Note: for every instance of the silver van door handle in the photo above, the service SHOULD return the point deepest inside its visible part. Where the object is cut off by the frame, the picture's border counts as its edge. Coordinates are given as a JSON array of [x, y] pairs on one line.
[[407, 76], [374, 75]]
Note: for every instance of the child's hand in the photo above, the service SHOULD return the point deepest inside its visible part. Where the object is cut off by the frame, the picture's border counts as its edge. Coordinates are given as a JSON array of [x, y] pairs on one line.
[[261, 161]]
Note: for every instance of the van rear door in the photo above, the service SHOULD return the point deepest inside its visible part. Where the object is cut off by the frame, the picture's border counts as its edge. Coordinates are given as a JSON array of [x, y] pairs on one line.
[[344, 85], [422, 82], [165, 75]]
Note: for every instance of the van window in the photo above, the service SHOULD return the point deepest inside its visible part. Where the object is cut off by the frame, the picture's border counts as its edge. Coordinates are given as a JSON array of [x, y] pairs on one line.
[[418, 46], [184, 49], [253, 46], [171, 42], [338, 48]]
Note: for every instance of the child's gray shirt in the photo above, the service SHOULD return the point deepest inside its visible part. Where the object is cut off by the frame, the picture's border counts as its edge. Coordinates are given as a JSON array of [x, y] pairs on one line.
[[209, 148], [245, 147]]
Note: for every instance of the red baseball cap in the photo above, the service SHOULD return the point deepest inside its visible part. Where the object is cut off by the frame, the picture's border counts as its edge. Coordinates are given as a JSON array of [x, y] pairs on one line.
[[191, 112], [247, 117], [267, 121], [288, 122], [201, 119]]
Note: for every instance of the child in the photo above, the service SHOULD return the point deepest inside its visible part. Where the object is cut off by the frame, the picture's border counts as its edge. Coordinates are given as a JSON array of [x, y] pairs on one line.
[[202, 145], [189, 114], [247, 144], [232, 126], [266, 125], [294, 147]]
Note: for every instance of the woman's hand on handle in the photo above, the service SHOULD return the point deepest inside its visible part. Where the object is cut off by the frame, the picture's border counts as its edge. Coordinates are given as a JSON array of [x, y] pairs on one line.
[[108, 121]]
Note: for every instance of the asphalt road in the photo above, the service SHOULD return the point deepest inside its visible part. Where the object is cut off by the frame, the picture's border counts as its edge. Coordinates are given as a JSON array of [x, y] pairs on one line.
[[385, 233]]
--------------------
Reproduce verbatim the records from their first line through the line containing "[[344, 85], [422, 82], [165, 75]]", with that line included.

- EXPECTED OUTPUT
Note: for every instance of the silver van door handle in the photo above, the service SHOULD return the point deepest inside its visible part. Where the object is cut off by the frame, the picture's border counts as its edge. Coordinates are given as a JSON array of [x, y] pairs on one line.
[[407, 76], [374, 75]]
Note: for every instance of the child's hand in the photo above, the service SHOULD return the point deepest inside its visible part. Where the object is cut off by the frame, the picture's border counts as its edge. Coordinates are given as a JSON array of [x, y] pairs on one line.
[[261, 161]]
Note: for every instance of the van rear door in the photo above, the service SHOULD return the point deepest inside its visible part. Where the object is cut off by the frame, the picture's border counts as its edge. Coordinates are given as a JSON array of [x, y] pairs on one line.
[[344, 85], [422, 82], [165, 75]]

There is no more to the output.